*** Listed entries ***
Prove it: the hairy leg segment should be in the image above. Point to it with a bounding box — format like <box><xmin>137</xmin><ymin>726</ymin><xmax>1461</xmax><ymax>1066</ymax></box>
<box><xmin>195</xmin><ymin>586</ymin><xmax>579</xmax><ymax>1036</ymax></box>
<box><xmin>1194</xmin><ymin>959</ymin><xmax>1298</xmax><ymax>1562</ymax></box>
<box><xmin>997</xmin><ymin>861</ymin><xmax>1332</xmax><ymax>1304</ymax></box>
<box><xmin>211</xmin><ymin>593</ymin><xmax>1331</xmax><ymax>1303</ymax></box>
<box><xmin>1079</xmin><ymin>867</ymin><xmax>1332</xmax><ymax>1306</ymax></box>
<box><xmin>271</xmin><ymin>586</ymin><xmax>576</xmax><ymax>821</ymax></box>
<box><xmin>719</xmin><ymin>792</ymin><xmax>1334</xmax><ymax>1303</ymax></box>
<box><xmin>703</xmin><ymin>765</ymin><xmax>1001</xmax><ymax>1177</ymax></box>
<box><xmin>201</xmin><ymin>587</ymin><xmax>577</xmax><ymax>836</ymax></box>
***
Every entry in the listing must be retyped exactly.

# Exercise response
Prove it: the hairy leg segment should be in the image above. Point to it with a bounding box — format like <box><xmin>137</xmin><ymin>726</ymin><xmax>1461</xmax><ymax>1066</ymax></box>
<box><xmin>195</xmin><ymin>586</ymin><xmax>579</xmax><ymax>1036</ymax></box>
<box><xmin>1194</xmin><ymin>959</ymin><xmax>1298</xmax><ymax>1562</ymax></box>
<box><xmin>997</xmin><ymin>861</ymin><xmax>1332</xmax><ymax>1304</ymax></box>
<box><xmin>211</xmin><ymin>593</ymin><xmax>1331</xmax><ymax>1303</ymax></box>
<box><xmin>1079</xmin><ymin>867</ymin><xmax>1332</xmax><ymax>1306</ymax></box>
<box><xmin>271</xmin><ymin>586</ymin><xmax>576</xmax><ymax>821</ymax></box>
<box><xmin>719</xmin><ymin>792</ymin><xmax>1334</xmax><ymax>1303</ymax></box>
<box><xmin>703</xmin><ymin>765</ymin><xmax>1001</xmax><ymax>1177</ymax></box>
<box><xmin>201</xmin><ymin>587</ymin><xmax>577</xmax><ymax>836</ymax></box>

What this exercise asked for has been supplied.